## Collected data entries
====

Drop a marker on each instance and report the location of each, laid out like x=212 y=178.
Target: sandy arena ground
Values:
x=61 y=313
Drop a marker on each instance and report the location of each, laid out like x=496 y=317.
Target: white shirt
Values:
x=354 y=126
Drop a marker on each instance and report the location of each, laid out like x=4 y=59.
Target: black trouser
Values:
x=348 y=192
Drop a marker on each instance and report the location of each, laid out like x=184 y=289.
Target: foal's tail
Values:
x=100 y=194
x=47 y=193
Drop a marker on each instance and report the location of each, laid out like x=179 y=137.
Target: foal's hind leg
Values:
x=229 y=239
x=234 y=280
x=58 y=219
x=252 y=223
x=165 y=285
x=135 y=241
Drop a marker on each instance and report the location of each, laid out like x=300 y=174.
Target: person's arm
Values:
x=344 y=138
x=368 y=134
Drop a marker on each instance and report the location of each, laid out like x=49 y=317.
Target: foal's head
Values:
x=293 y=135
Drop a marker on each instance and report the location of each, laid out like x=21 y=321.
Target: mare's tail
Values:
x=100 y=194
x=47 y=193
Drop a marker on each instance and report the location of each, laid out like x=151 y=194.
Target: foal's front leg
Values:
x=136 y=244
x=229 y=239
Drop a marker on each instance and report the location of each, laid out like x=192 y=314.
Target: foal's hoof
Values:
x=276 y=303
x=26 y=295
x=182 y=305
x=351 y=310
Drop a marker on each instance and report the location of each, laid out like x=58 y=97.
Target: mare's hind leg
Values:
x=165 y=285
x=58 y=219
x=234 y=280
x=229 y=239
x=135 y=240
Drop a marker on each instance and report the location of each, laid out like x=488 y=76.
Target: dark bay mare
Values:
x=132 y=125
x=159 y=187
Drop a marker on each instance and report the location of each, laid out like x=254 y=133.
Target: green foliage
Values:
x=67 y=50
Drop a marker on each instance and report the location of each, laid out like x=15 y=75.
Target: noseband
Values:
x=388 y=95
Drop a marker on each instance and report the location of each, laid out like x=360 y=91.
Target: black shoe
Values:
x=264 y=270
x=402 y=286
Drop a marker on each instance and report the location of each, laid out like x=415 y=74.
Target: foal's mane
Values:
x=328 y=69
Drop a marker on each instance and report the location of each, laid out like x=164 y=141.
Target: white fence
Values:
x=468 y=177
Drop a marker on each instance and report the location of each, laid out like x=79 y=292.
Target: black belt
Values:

====

## The task
Transcribe the records above from the line holding "like x=300 y=174." down to the line holding "Target: foal's head", inclusive, without adding anything.

## Completed exercise
Drop a marker on each instance and report the location of each, laid out like x=300 y=174.
Target: person's arm
Values:
x=344 y=138
x=368 y=134
Drop a marker on each instance and report the location of each, laid out like x=49 y=317.
Target: foal's head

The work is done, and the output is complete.